[Point placement records]
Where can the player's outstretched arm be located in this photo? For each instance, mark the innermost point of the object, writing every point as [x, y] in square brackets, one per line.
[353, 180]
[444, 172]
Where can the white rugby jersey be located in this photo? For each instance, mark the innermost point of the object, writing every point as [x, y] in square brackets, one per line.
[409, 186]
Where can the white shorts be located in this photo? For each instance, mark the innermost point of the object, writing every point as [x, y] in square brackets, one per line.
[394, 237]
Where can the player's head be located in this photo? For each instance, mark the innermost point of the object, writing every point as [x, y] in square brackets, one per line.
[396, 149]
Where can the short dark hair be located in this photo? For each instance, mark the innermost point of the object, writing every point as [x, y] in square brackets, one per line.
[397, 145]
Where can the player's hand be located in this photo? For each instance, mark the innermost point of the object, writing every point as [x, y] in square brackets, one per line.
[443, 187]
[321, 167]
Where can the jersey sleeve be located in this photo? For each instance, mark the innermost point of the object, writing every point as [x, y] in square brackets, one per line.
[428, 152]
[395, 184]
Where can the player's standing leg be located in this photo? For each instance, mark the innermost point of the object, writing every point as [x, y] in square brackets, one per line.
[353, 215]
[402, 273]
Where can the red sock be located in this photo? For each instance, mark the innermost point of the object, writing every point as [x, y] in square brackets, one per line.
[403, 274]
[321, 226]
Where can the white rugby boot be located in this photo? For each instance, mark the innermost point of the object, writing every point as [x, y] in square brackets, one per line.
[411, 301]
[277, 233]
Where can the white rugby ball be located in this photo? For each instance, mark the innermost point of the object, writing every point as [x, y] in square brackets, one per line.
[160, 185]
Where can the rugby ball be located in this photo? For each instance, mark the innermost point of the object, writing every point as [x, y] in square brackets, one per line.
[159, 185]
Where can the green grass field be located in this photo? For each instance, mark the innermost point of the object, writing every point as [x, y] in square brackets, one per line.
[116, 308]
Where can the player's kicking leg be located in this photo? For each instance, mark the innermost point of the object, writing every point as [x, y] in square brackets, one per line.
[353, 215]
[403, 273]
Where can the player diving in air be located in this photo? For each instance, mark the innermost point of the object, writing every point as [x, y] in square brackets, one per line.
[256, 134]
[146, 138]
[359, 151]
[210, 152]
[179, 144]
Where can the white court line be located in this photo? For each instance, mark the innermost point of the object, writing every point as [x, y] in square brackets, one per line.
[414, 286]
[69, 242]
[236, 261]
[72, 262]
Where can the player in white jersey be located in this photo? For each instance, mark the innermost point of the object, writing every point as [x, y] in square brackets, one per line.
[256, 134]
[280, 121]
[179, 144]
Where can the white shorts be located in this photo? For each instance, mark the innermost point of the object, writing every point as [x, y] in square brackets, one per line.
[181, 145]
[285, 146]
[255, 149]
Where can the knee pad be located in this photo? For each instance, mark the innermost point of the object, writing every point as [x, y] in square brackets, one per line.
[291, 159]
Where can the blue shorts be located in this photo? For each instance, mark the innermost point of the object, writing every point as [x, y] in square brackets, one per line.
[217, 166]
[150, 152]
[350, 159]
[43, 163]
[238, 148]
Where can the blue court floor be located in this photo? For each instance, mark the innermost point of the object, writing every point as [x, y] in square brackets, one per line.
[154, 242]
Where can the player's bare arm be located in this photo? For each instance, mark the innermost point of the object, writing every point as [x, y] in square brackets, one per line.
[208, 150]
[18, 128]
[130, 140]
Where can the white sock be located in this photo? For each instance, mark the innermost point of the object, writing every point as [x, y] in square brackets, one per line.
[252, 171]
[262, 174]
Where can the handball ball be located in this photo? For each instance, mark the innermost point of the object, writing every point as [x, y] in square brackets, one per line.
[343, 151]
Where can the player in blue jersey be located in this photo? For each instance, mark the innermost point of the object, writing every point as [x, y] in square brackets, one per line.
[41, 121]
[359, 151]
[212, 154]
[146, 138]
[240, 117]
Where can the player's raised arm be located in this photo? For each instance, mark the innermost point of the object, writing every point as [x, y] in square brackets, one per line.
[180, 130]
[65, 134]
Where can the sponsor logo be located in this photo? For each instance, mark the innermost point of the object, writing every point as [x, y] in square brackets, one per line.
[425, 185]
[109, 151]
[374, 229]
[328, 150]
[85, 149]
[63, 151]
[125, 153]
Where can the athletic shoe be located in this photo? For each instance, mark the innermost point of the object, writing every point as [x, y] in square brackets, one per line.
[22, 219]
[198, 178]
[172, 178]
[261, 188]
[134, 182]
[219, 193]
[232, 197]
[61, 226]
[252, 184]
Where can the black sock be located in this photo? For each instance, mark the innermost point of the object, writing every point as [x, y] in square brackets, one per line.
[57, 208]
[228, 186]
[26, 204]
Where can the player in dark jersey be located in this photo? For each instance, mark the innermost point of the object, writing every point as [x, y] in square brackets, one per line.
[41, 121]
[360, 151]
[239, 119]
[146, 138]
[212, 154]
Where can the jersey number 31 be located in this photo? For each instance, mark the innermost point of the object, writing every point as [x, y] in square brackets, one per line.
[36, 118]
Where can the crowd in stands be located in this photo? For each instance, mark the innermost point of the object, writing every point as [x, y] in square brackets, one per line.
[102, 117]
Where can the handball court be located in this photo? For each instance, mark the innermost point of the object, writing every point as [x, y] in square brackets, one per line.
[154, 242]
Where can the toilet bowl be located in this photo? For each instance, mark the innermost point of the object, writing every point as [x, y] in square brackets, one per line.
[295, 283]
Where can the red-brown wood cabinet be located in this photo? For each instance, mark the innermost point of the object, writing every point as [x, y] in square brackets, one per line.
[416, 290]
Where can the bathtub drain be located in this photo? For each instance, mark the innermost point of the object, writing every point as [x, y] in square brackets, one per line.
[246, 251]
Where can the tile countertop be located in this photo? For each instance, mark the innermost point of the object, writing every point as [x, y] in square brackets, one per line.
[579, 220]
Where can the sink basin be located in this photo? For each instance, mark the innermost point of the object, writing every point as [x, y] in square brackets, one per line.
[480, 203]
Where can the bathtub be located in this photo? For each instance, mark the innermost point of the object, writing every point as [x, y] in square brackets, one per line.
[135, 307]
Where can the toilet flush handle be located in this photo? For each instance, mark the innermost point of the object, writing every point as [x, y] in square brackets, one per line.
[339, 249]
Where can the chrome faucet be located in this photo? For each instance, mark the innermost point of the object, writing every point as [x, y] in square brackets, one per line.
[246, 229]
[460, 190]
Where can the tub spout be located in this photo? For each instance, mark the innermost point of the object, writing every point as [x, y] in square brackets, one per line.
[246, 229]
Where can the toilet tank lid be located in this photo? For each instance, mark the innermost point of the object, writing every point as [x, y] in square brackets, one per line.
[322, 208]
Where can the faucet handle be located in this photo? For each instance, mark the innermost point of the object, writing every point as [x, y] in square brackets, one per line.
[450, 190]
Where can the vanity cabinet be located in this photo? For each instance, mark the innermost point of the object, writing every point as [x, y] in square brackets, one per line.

Job: Write out exactly the lines from the line holding "Where can the red-brown" through the last line of the data, and nothing besides those lines.

Correct output:
Where can the red-brown wood cabinet be located in this photo? For each instance, mark the innermost point of the object, writing every point as [x, y] in square brackets, one per line.
[416, 290]
Where can the bathtub drain be located in this photo? For each instance, mark the innermost point of the object, writing every point as [x, y] in square brackets, one per line.
[246, 251]
Where can the tile countertop be located in this photo? For each instance, mark the innermost point of the object, writing every point as [x, y] in square brackets, one per line.
[579, 220]
Where can the sink basin be located in this photo? For each instance, mark the innermost point of the object, writing every point as [x, y] in square brackets, one per line.
[480, 203]
Where can the bathtub be located in this photo? For each instance, mark the innermost point of the object, writing every point as [x, y] in square brackets, one per line.
[135, 307]
Where can the toilet flush handle be located in this photo? For each instance, mark the innermost point of the object, writing every point as [x, y] in square brackets, one per line.
[339, 249]
Where can the chrome faucet be located in this photo? For each instance, mark the innermost point of the object, writing every point as [x, y] in square brackets, one per line.
[246, 229]
[460, 190]
Where can the tub spout be located in this photo? For each instance, mark the innermost point of the object, writing every point as [x, y] in square brackets, one per line.
[246, 229]
Where can the toilet tank lid be located in this photo? For each instance, mark the innermost point of the object, writing every point as [x, y] in square brackets, one per line.
[322, 208]
Where can the faucet handle be located in this photo? For each instance, mark the innermost point of the object, writing every point as [x, y] in square brackets, one per line.
[450, 190]
Where can the vanity cabinet be located in this photo? For each instance, mark the innermost point of the object, writing every point as [x, y] in square brackets, one per line.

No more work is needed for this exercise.